TEXT EXCERPT Block Start
To distinguish NF from NSTI, the laboratory risk indicator for necrotizing fasciitis (LRINEC) score was introduced by Wong et al. in 2004 [133]. This scoring system consisted of numerical values assigned for the following laboratory tests: white blood count, hemoglobin, C-reactive protein, sodium chloride, BUN, serum creatinine at the time of initial patient assessment. Scores at ≥6 were considered to be strongly suspicious for necrotizing fasciitis [133]. Several authors have analyzed these results with variable ranges of specificity and sensitivity [134] [135] [136] [137]. Abdullah classified NF case reports, expert articles, reviews and retrospective observational studies by levels of clinical evidence [137]. Sixteen (13%) of 123 patients received LRINEC scores in the breast case reports or series. Final diagnosis was more frequently made on clinical presentation, ultrasound, chest X-ray, CT scan or MRI, or surgical consult. Due to the need for emergent surgical debridement, laboratory assessment to produce an LRINEC score was often inadequate. In all cases and reports, the clinical conclusions were that this was a time-sensitive condition that required a swift, accurate clinical assessment (radiologic diagnostic modalities if time allowed), definitive surgical interventions, and broad-spectrum antibiotics for patient survival in both the NF and NSTI cases.

5. Limitations

The major limitations of this review were related to the availability of data from the case reports analyzed. One difficulty in assessing the actual diagnoses was the incomplete surgical documentation of fascial involvement in some of the NF and NSTI cases reports and series.

Operative and histopathologic reports did not always determine whether the extension of the disease process involved necrosis or inflammation of the fascia of the pectoralis muscle or chest wall. Occasional single breast cases reported in NF or NSTI group publications did not have adequate details for inclusion in this review. The categorization into NF and NSTI groups was based on the data supplied in the case reports. If data was incomplete about the involvement of the fascia, the cases were assigned to the NSTI group.

6. Conclusions

This was a comprehensive review and categorization of the NF and NSTI of breast cases and series reported in the literature from 1924 through 2021. Patients with breast NF and NSTI presented with the same signs and symptoms and required the same treatment as provided in NF and NSTI cases of the more common sites. Although the disease was mainly reported in females, males were also at risk and had NF predominantly. Besides diabetes, hypertension, kidney failure, immunosuppression and obesity as comorbidity risk factors, women with lactational mastitis, abscesses and breast cancer were at risk, especially for NSTI. Patients with secondary breast involvement were more likely to have NF and local fascia, muscle and/or chest wall disease. The major organisms were GAS and Staphylococcal species like aureus, coagulase negative and MRSA; many other organisms were also reported.

The physician has no control as to when patients present for medical care. Although NF and NSTI are rare diseases, patients who present with very painful, swollen, discolored breasts with necrosis, gangrene, trauma, cellulitis, abscesses, surgical soft tissue infections (SSTI) or sepsis require immediate attention, and diagnoses to rule out these conditions. Once diagnosed, surgical intervention within 12 hours of presentation, and broad-spectrum antibiotics are paramount for adequate treatment and survival. A high index of suspicion, early diagnosis, aggressive surgical treatment and antibiotics continue to be the gold standard, with optimal timing of initial debridement for both NF and NSTI within the first 12 hours of admission [138] [139].

Conflicts of Interest

The authors declare no conflicts of interest regarding the publication of this paper.
TEXT EXCERPT Block End
DATA UNDER STUDY Block Start
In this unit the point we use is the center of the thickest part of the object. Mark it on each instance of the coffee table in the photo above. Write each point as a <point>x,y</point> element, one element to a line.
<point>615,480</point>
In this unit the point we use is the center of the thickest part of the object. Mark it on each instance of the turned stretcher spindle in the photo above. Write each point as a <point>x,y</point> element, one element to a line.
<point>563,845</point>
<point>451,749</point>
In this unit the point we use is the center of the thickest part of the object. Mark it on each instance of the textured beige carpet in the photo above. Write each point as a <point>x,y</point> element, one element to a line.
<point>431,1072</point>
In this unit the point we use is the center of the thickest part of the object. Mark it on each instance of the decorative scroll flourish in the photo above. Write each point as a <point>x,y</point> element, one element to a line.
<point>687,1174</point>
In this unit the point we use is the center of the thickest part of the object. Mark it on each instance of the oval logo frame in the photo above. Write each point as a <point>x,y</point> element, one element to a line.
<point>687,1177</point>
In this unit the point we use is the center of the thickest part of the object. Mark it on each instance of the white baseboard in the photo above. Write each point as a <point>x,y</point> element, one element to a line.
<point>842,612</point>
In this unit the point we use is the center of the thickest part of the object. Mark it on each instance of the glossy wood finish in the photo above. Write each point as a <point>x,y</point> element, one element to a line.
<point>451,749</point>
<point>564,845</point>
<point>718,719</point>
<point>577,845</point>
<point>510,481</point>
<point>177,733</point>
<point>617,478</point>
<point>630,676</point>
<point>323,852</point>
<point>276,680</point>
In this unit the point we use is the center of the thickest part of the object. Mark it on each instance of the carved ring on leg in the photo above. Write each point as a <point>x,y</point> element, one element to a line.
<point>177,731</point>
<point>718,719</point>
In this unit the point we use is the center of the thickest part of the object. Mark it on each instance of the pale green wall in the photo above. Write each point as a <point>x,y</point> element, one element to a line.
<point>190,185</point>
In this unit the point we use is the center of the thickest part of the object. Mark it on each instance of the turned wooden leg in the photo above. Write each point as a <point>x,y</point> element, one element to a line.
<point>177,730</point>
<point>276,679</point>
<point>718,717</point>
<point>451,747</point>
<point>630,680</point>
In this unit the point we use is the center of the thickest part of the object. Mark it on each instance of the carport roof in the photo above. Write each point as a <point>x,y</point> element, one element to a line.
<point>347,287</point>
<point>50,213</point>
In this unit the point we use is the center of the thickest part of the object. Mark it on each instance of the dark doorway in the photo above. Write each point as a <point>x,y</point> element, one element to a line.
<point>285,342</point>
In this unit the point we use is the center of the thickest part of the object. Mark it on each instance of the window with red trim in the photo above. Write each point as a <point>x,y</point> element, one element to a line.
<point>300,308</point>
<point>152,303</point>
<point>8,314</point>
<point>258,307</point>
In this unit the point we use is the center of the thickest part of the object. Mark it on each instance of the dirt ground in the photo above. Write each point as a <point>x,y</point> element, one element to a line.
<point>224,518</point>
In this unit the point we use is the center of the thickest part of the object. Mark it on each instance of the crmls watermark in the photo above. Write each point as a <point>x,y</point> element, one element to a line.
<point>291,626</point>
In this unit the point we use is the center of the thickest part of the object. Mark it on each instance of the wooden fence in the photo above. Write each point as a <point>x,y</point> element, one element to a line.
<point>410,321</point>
DATA UNDER STUDY Block End
TASK TO COMPLETE —
What does the text on breast necrotizing fasciitis say from "5. Limitations" up to and including "reports and series."? Repeat that passage word for word.

OUTPUT —
5. Limitations

The major limitations of this review were related to the availability of data from the case reports analyzed. One difficulty in assessing the actual diagnoses was the incomplete surgical documentation of fascial involvement in some of the NF and NSTI cases reports and series.